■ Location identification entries
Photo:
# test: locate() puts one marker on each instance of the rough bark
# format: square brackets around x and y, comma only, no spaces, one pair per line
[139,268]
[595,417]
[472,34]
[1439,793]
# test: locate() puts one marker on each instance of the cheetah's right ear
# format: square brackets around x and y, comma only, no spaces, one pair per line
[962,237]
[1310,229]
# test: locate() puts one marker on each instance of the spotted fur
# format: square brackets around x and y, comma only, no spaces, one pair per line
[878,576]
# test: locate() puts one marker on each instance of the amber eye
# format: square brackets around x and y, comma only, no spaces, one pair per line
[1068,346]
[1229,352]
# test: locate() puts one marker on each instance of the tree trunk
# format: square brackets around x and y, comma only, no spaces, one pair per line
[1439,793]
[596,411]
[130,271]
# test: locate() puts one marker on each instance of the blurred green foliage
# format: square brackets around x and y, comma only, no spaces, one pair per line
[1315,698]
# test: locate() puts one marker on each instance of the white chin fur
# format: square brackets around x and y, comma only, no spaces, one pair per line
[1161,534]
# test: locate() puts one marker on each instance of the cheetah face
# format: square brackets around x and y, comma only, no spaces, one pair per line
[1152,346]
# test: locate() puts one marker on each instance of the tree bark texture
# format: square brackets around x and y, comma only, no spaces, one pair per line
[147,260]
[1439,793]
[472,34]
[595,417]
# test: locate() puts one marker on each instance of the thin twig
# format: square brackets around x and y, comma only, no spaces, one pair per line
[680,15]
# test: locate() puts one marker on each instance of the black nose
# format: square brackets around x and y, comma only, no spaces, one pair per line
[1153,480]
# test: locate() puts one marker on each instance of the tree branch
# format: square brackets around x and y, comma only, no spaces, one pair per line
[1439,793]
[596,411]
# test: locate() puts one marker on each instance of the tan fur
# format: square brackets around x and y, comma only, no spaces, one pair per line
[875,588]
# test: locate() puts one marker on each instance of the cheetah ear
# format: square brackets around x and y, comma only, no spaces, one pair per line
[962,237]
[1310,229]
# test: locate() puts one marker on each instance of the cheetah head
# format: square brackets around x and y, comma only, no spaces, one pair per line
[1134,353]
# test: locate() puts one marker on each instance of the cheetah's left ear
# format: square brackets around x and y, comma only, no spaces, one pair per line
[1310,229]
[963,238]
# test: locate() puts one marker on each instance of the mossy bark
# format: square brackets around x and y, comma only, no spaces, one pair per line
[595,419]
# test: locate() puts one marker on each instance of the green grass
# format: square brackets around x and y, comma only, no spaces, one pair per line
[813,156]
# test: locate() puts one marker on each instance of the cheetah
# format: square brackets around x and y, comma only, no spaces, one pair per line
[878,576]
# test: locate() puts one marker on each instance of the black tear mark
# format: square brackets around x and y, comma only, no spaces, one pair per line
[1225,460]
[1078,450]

■ PROBLEM
Can you render every line of the material above as a JSON list of strings, with one string per line and blank lines left out?

■ THE OUTPUT
[
  "Photo:",
  "# test: locate() puts one marker on each instance of the rough bark",
  "# format: square brackets around x and y, comma only, no spaces, one pair per line",
  "[139,268]",
  "[595,417]",
  "[472,34]",
  "[1439,793]",
  "# test: locate() puts one marker on each instance of the cheetah's right ear",
  "# format: square brackets around x and y, comma only, no spaces, one pair per line",
  "[962,237]",
  "[1310,229]",
  "# test: locate() puts one marker on each instance of the spotted fur",
  "# format: square brackets around x and y, comma only, no spaces, one pair per line",
  "[878,576]",
  "# test: locate() puts one marker on each instance of the amber eye",
  "# format: square brackets around x and y, comma only, no spaces, one pair per line",
  "[1068,346]",
  "[1229,352]",
  "# test: locate() puts one marker on each instance of the tree trunk",
  "# format: square brackets around x and y, comma only, no spaces, one pair per line",
  "[1439,793]",
  "[596,411]",
  "[130,271]",
  "# test: locate() puts one marker on each instance of the blurred green foliage",
  "# format: square brackets around x and y, comma only, no spaces, one pair per line",
  "[1315,698]",
  "# test: locate() puts one marker on each instance of the white chin fur",
  "# format: square brackets around x and y, comma only, no spaces, one pair per line",
  "[1161,534]",
  "# test: locate() puts one marker on each instance of the cheetah face",
  "# format: square brackets around x and y, comma only, no spaces, one pair per line",
  "[1152,346]",
  "# test: locate() puts one marker on each instance of the tree bark texture",
  "# format: square brackets around x and y, comma only, no spaces, one pair per line",
  "[147,260]",
  "[1439,793]",
  "[472,34]",
  "[595,417]",
  "# test: locate() puts one marker on each instance of the thin twig",
  "# format: square brackets around x and y, comma only, no spaces, one pair per line",
  "[680,15]",
  "# test: locate() puts one marker on each instance of the black nose",
  "# format: square brackets around x and y, comma only, no spaces, one pair per line",
  "[1153,480]",
  "# test: locate() puts one marker on each instance of the tree branch",
  "# format: square brackets around x and y, comma only, no spaces, one pair per line",
  "[1439,793]",
  "[596,411]",
  "# test: locate() puts one marker on each instance of the tan fur",
  "# format: square brackets around x and y, comma only, no spaces, one pair per line",
  "[875,588]",
  "# test: locate() puts one marker on each instance of the cheetah ear",
  "# format: square brackets around x and y, comma only, no spaces, one pair per line",
  "[962,237]",
  "[1310,229]",
  "# test: locate() puts one marker on each instance of the cheetah head",
  "# format: square brackets around x and y, comma only, no spaces, one pair per line",
  "[1134,353]",
  "# test: locate() puts one marker on each instance of the cheetah's left ear",
  "# format: square brackets around x and y, comma only, no spaces, one pair per line",
  "[1310,229]",
  "[963,238]",
  "# test: locate() puts one marker on each instance of the mossy bark",
  "# format: square brackets around x and y, comma only, no spaces, one pair per line",
  "[595,419]",
  "# test: locate() puts one marker on each instance of the green grass",
  "# format: square brackets around x and y, comma only, no spaces, one pair per line",
  "[813,156]",
  "# test: locate() puts one marker on each instance of the cheetah",
  "# format: square brackets around x and y, comma only, no spaces, one pair per line",
  "[878,576]",
  "# test: locate() puts one marker on each instance of the black tear mark",
  "# format: square brackets around x and y, comma only, no spaces, one pair per line",
  "[1225,460]",
  "[1078,450]"
]